> Problem to work on
Copy out the article about typhoon damage on Olotayan island word for word, from its headline through its final sentence.

> Document text

Another typhoon victim: ‘Little Boracay’
ROXAS CITY, Capiz—The island village is not even on the map of Roxas City, the capital of Capiz province, that the Inquirer got from the provincial tourism office.
Olotayan, also called “Little Boracay” for its long, white beaches and crystal clear water like that of the country’s premier tourist destination in Aklan province and a half-an-hour boat ride from the Panay mainland, was wiped out by Supertyphoon “Yolanda.”
From afar, Olotayan is a mound of denuded forest. Up close, it is a litter of toppled banana trees, collapsed nipa huts, and wrecked fishing boats abandoned on the shoreline.
The Inquirer on Friday met the village captain, Manuel Aninang, at the port of Barangay Banica, the jump-off point to the island, as he was loading sacks of relief stocks for his constituents. The village has about 900 residents, and Aninang said the rations for that day came from a “kababayan” working abroad.
Since the aftermath of the typhoon, Aninang said he had been traveling back and forth to the island, soliciting help and packing relief items donated by Olotayan residents and their relatives who had migrated to the United States and Canada.
“I even asked my children abroad to send money so we could buy the relief,” he said.

> Records
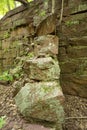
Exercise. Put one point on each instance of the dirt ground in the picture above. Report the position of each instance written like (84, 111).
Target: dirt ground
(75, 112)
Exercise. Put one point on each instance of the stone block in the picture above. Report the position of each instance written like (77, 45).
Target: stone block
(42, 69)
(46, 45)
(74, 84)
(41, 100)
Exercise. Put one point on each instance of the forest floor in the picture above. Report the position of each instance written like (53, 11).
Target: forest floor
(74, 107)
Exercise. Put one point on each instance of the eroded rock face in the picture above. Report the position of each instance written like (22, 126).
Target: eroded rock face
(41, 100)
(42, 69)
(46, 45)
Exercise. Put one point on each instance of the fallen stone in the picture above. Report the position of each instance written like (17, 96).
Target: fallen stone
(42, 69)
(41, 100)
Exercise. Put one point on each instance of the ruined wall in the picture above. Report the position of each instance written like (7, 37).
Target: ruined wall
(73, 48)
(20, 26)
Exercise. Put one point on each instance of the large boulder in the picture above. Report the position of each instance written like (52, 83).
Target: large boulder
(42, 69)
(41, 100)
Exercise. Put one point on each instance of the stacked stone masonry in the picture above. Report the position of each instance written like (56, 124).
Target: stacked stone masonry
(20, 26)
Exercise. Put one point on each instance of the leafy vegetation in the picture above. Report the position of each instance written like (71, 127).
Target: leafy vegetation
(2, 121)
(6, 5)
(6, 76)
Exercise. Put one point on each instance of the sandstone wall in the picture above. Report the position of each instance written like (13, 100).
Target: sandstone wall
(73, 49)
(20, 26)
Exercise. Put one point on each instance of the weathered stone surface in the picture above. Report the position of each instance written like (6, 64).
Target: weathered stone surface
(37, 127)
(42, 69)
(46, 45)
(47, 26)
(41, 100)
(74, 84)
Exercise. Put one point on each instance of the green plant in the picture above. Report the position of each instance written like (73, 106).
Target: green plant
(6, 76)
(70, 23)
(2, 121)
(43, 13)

* * *

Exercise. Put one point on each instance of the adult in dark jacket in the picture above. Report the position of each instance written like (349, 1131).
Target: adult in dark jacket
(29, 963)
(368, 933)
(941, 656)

> Full response
Another typhoon victim: ‘Little Boracay’
ROXAS CITY, Capiz—The island village is not even on the map of Roxas City, the capital of Capiz province, that the Inquirer got from the provincial tourism office.
Olotayan, also called “Little Boracay” for its long, white beaches and crystal clear water like that of the country’s premier tourist destination in Aklan province and a half-an-hour boat ride from the Panay mainland, was wiped out by Supertyphoon “Yolanda.”
From afar, Olotayan is a mound of denuded forest. Up close, it is a litter of toppled banana trees, collapsed nipa huts, and wrecked fishing boats abandoned on the shoreline.
The Inquirer on Friday met the village captain, Manuel Aninang, at the port of Barangay Banica, the jump-off point to the island, as he was loading sacks of relief stocks for his constituents. The village has about 900 residents, and Aninang said the rations for that day came from a “kababayan” working abroad.
Since the aftermath of the typhoon, Aninang said he had been traveling back and forth to the island, soliciting help and packing relief items donated by Olotayan residents and their relatives who had migrated to the United States and Canada.
“I even asked my children abroad to send money so we could buy the relief,” he said.